* **WHAT YOU NEED TO DO**: Quote the rows below word for word, leaving the pictures out of your answer.

* **Rows from a point labeling set**:
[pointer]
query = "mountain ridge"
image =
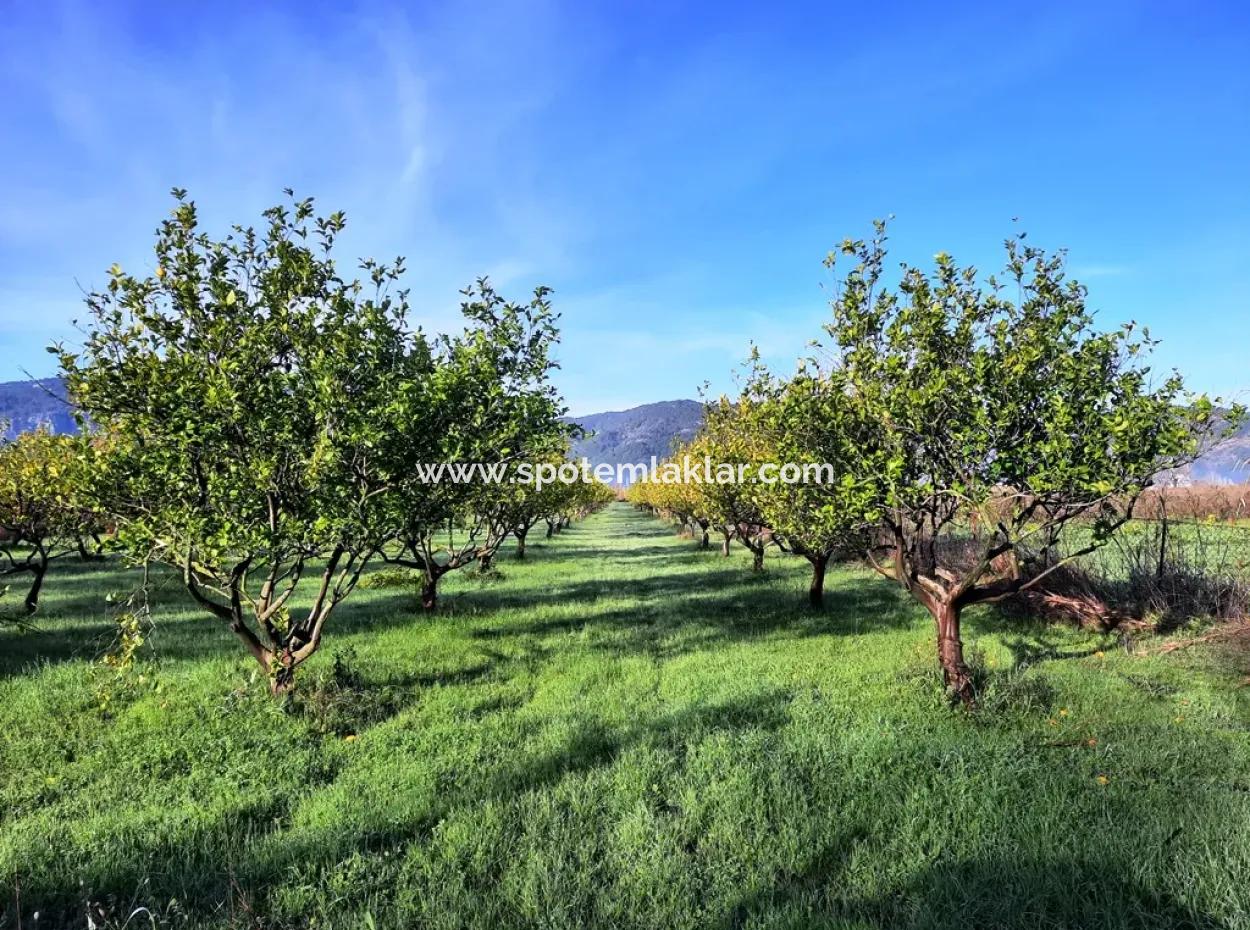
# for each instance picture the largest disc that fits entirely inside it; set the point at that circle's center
(611, 438)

* **RESPONSE TO THIS EXERCISE**:
[pointer]
query = "mountain ridge"
image =
# for each instance picture the largest disc that fits entirely inside it; set the point at that circle's center
(611, 438)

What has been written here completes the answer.